Tally the lines in the material below that contain the string "sidewalk", treating uppercase and lowercase as different, and reply with the number alone.

[Start]

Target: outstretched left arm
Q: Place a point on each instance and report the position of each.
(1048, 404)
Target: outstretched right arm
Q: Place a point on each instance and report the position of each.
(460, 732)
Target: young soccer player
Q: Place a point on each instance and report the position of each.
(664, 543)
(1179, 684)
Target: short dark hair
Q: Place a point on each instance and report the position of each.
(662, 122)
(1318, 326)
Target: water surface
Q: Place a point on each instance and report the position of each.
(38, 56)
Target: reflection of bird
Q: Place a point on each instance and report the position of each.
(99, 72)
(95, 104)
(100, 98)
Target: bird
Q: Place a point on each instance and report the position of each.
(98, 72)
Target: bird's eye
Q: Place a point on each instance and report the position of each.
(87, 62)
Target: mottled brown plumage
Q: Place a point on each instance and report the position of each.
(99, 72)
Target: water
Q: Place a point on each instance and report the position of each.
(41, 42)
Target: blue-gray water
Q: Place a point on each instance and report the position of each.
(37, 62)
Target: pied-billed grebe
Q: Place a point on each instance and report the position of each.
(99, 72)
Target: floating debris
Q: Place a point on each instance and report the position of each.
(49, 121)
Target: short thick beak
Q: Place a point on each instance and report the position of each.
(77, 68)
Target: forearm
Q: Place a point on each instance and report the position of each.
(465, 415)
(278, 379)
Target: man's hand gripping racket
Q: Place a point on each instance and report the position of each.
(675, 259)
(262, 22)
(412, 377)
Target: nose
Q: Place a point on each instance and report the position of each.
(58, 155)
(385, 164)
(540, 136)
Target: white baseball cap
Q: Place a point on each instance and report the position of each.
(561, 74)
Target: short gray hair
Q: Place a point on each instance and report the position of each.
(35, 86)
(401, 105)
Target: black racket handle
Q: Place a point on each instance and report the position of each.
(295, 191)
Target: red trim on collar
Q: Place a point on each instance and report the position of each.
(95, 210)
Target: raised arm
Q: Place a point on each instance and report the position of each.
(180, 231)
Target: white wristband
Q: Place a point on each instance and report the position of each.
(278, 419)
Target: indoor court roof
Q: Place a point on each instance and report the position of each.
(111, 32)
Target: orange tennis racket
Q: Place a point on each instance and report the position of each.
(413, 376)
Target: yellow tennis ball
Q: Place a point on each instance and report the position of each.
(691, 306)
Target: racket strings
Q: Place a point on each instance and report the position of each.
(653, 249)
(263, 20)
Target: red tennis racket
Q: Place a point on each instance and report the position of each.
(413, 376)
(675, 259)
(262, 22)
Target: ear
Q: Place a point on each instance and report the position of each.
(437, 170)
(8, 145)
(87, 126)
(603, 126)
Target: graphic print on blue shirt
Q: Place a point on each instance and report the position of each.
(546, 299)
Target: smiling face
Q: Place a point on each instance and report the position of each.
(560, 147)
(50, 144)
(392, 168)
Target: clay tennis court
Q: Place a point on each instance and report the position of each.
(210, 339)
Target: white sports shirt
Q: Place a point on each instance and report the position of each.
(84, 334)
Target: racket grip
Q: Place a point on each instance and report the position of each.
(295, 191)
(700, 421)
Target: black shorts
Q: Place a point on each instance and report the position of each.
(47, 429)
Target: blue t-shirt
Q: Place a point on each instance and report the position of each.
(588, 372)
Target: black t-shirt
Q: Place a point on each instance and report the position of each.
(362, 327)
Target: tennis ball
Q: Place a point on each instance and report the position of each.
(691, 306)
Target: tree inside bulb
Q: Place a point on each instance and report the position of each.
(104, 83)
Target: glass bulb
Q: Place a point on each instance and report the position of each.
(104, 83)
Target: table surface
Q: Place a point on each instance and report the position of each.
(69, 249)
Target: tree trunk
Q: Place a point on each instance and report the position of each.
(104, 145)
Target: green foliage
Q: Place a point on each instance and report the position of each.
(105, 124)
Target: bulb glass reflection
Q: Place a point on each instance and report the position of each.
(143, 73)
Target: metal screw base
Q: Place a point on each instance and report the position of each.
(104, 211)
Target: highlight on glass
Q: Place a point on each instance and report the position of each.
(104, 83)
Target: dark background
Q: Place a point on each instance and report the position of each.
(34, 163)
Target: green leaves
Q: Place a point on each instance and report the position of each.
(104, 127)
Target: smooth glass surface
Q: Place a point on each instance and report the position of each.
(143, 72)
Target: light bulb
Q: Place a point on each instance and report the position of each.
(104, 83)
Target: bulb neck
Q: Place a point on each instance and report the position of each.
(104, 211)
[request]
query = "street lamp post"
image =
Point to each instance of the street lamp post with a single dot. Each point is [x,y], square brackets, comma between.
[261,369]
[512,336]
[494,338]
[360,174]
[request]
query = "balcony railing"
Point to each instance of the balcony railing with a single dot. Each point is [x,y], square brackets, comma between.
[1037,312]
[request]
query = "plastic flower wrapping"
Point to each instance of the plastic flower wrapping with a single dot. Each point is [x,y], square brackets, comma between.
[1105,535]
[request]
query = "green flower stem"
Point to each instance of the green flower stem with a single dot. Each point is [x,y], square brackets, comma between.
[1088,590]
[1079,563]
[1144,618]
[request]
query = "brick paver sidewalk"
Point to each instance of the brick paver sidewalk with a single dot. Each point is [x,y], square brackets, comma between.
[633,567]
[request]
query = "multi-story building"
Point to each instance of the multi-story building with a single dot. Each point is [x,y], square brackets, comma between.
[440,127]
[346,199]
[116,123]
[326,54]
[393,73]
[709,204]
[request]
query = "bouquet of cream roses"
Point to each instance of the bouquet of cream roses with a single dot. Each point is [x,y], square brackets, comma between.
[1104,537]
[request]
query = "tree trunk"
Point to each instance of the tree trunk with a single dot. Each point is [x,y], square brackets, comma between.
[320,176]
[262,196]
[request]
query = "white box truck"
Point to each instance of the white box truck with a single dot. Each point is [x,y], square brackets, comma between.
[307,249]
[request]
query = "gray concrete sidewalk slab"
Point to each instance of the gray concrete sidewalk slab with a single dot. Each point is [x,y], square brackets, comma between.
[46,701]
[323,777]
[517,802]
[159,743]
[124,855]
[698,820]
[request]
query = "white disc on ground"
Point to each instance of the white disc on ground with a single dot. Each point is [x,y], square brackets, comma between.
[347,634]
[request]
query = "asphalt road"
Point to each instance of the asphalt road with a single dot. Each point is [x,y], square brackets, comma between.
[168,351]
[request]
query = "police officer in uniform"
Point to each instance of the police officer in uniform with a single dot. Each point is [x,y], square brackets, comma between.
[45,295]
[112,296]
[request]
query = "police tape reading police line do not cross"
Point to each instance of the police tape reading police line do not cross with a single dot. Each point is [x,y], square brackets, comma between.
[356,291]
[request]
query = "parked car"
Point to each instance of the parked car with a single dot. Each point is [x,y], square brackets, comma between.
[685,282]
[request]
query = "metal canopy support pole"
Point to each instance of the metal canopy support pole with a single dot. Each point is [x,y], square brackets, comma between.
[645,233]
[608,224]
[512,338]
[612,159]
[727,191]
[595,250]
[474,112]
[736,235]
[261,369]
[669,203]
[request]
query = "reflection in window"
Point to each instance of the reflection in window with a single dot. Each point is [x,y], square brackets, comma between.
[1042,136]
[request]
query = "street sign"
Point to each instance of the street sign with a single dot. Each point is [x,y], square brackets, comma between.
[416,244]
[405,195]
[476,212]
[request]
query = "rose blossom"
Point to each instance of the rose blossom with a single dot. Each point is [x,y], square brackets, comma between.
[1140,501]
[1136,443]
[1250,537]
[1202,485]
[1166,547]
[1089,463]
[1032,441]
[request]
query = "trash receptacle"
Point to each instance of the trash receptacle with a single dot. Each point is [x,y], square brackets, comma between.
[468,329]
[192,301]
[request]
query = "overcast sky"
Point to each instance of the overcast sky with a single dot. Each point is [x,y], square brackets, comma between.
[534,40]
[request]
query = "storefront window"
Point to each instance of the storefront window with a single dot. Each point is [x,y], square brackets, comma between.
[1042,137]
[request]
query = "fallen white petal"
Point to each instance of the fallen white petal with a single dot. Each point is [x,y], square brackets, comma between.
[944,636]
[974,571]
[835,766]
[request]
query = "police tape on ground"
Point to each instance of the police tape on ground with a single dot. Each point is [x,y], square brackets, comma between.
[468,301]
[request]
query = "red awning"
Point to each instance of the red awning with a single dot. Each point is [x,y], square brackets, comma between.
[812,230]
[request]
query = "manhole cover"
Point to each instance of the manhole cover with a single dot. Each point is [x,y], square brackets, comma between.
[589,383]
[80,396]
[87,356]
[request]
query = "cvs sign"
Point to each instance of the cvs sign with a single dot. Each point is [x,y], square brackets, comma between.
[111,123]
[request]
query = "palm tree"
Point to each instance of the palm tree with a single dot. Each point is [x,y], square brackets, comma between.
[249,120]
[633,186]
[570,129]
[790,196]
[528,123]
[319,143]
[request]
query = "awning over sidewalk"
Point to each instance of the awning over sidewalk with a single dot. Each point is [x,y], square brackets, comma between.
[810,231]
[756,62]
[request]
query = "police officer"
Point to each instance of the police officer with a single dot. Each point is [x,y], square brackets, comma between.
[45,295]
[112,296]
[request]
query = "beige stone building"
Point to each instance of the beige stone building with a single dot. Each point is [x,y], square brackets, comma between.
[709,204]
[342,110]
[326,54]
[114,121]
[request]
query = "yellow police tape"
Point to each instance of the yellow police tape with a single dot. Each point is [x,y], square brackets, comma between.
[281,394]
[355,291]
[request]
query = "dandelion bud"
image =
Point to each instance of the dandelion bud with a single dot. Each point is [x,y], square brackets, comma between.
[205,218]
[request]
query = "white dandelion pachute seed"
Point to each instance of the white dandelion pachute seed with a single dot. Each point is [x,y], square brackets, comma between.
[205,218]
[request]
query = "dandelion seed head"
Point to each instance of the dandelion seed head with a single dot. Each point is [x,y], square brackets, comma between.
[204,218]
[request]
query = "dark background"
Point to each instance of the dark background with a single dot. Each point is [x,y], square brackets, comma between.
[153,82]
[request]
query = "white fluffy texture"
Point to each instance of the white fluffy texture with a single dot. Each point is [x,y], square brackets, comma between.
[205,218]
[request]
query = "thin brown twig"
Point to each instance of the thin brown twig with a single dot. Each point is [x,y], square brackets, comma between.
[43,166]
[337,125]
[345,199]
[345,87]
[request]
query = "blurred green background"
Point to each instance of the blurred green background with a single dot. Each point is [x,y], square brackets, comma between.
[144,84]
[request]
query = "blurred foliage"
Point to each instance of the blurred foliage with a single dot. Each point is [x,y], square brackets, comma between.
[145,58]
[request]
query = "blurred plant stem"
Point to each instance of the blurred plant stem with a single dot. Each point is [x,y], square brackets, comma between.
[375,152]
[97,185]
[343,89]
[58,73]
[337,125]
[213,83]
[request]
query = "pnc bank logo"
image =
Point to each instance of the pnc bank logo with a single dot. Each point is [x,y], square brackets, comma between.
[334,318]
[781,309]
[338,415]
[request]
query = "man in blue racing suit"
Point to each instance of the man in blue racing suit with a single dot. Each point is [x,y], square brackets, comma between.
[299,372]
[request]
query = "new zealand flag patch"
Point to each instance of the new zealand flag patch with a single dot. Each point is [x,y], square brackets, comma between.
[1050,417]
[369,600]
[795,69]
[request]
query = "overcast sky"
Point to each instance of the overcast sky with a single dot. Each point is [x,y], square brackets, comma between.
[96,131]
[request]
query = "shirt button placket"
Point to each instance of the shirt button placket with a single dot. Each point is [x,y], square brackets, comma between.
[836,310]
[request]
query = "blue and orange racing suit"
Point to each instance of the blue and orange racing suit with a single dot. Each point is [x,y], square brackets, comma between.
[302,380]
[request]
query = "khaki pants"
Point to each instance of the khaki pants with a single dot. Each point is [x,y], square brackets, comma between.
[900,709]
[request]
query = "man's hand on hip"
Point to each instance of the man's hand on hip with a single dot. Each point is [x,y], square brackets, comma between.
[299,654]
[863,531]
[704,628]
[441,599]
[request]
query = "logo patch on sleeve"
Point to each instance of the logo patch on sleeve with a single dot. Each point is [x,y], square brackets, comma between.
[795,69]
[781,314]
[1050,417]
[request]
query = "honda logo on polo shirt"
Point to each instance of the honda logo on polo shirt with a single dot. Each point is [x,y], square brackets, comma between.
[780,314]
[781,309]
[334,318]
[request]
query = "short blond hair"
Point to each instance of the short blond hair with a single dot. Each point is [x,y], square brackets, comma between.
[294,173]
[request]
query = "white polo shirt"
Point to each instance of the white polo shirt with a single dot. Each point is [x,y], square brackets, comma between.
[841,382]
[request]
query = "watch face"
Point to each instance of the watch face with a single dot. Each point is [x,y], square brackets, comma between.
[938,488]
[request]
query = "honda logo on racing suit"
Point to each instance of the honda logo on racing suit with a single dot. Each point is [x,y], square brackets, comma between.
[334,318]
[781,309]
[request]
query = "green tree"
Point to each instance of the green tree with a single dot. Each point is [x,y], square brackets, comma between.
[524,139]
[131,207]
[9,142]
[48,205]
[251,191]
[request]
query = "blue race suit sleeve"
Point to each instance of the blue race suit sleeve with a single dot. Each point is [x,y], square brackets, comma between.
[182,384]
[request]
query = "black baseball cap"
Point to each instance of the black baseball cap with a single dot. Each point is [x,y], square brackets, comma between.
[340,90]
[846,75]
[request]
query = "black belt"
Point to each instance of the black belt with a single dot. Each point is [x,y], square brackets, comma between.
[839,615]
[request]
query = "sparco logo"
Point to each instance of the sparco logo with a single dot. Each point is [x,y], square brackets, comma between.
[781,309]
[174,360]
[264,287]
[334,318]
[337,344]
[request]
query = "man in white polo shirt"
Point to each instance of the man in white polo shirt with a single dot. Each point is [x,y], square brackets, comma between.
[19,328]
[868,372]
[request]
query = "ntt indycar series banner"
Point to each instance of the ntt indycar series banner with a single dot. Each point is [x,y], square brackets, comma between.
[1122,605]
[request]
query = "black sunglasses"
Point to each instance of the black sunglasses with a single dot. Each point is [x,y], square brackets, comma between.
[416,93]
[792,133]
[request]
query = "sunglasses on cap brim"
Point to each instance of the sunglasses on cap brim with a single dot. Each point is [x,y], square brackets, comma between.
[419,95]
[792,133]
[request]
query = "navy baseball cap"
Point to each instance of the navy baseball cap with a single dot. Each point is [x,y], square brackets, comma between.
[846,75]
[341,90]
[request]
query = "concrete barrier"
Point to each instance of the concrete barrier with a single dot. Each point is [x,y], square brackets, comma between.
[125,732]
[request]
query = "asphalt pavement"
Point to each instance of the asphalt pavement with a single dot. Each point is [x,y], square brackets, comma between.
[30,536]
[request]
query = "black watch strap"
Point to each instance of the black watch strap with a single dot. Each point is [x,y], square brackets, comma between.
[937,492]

[End]

• **Task response**
6